(Excerpts of annotation records)
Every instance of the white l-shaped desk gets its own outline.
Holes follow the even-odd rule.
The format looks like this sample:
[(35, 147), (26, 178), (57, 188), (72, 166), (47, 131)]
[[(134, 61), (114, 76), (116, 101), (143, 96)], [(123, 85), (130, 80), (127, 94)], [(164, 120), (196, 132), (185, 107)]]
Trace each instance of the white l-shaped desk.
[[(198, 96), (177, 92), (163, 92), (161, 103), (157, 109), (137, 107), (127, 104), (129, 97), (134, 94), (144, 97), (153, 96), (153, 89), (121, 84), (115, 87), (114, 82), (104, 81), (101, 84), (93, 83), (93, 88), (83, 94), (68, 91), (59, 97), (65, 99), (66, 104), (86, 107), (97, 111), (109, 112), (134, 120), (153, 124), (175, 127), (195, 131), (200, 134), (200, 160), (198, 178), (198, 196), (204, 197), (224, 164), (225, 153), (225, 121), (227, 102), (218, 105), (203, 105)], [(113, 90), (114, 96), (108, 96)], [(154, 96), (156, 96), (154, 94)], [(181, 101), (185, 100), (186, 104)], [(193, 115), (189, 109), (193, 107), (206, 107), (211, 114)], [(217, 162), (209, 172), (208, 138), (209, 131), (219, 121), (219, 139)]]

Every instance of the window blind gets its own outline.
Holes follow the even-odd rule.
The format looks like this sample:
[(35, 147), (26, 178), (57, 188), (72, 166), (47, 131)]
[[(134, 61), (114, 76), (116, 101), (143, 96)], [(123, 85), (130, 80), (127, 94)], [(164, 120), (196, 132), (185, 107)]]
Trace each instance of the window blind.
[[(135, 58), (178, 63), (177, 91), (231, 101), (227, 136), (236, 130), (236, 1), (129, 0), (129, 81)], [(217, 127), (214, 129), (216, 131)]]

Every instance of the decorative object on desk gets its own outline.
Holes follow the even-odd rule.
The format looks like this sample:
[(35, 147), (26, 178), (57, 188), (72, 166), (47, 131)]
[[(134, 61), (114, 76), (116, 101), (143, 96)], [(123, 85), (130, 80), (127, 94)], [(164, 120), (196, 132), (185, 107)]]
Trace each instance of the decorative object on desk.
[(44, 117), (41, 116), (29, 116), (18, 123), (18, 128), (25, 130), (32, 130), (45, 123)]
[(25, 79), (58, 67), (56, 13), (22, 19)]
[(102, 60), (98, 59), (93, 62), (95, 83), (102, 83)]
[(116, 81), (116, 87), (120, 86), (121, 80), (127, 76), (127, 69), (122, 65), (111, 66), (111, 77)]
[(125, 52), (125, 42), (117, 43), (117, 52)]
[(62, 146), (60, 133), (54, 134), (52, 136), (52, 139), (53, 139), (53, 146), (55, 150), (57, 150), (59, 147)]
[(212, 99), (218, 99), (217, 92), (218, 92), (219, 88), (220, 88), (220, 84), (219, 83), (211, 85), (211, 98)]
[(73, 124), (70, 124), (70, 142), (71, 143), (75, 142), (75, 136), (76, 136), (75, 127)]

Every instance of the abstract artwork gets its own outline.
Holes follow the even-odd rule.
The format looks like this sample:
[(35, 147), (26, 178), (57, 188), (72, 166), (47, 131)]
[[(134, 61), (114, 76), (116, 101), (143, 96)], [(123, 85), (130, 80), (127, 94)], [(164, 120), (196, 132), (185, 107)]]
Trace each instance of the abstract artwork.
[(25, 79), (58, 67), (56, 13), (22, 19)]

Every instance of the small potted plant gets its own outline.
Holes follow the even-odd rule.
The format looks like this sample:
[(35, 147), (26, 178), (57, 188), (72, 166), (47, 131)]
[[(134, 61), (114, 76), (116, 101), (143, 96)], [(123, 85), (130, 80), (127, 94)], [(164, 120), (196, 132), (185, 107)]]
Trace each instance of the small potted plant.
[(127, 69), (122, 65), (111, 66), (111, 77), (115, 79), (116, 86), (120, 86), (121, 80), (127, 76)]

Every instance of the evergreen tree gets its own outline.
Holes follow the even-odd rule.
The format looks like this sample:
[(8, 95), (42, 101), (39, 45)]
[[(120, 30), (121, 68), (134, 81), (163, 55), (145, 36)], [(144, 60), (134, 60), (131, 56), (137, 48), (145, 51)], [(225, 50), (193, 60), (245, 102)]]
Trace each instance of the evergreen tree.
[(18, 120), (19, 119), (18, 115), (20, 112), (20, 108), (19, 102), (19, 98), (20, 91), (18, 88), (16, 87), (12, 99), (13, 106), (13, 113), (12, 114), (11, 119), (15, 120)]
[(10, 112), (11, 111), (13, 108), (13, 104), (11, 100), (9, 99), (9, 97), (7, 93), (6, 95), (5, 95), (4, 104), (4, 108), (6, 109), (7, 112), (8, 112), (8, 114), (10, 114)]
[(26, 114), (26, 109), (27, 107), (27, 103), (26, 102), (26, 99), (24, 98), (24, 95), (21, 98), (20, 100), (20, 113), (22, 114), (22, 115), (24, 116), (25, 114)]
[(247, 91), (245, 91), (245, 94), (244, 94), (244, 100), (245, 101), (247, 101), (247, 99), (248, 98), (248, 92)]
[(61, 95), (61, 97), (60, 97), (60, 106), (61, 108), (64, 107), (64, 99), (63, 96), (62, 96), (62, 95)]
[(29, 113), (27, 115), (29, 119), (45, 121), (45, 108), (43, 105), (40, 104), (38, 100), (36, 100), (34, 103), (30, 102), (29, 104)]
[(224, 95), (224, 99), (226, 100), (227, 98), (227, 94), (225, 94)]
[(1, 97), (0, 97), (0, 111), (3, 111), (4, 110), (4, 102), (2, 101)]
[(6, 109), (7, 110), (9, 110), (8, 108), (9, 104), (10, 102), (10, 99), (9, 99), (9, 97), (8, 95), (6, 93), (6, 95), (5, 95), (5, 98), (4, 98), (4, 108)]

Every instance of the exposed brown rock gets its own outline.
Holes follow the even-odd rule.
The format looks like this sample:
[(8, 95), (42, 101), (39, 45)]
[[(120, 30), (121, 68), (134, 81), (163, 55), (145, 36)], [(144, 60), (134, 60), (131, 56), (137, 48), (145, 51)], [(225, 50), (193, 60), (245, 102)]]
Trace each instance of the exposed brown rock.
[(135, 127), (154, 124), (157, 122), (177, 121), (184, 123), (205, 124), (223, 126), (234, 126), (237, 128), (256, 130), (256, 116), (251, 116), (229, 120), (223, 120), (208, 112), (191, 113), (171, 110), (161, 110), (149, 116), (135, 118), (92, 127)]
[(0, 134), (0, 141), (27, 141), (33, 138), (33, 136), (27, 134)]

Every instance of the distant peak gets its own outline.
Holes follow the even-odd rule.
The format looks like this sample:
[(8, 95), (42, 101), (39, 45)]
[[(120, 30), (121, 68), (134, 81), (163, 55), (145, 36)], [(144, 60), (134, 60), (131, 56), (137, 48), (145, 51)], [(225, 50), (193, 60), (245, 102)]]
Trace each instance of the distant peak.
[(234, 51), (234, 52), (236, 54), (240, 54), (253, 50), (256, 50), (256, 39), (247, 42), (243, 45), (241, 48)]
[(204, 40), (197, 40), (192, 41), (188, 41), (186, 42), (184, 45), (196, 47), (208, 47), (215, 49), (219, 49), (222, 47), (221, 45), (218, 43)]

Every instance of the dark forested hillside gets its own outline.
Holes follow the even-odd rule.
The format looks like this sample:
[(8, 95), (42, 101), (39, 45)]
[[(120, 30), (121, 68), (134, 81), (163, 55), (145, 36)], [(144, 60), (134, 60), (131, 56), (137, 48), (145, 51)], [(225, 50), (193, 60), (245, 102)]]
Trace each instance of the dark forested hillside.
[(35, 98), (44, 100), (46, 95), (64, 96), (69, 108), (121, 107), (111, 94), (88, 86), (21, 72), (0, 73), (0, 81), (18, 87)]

> _What to do_: Beginning at the line containing "Every instance of the exposed", repeat each line exactly through the last line of the entries, and include no other lines.

> _Output below_:
Every instance of the exposed brown rock gets its own outline.
Holes follow the even-odd rule.
The format looks like this sample:
[(8, 95), (42, 101), (39, 45)]
[[(120, 30), (121, 68), (134, 81), (163, 55), (145, 36)], [(144, 60), (134, 60), (131, 56), (137, 48), (145, 51)], [(225, 50), (193, 60), (245, 102)]]
Trace each instance of the exposed brown rock.
[(135, 127), (154, 124), (157, 122), (177, 121), (184, 123), (205, 124), (223, 126), (234, 126), (237, 128), (256, 130), (256, 116), (251, 116), (229, 120), (223, 120), (208, 112), (191, 113), (171, 110), (161, 110), (149, 116), (135, 118), (92, 127)]
[(0, 134), (0, 141), (27, 141), (33, 138), (33, 136), (27, 134)]

Every instance of the distant peak gets its own outline.
Holes follow the even-odd rule.
The format looks like this sample:
[(8, 95), (42, 101), (39, 45)]
[[(120, 30), (121, 68), (134, 81), (163, 55), (145, 36)], [(144, 60), (134, 60), (131, 56), (137, 48), (145, 51)], [(225, 50), (193, 60), (245, 102)]]
Trace each instance of the distant peak.
[(234, 51), (234, 52), (236, 54), (240, 54), (253, 50), (256, 50), (256, 39), (247, 42), (243, 45), (241, 48)]
[(204, 40), (197, 40), (192, 41), (188, 41), (186, 42), (184, 45), (196, 47), (208, 47), (215, 49), (219, 49), (222, 47), (221, 45), (218, 43)]

Every instance of the dark forested hillside gets its own outline.
Holes follow the even-odd rule.
The format looks like this sample:
[(8, 95), (42, 101), (39, 45)]
[[(120, 30), (121, 68), (134, 81), (163, 55), (145, 36)], [(144, 60), (134, 60), (131, 56), (137, 48), (145, 51)], [(225, 50), (193, 60), (245, 102)]]
Trace each instance of the dark forested hillside.
[(35, 98), (44, 100), (46, 95), (64, 96), (69, 108), (121, 107), (111, 94), (88, 86), (21, 72), (0, 73), (0, 81), (18, 87)]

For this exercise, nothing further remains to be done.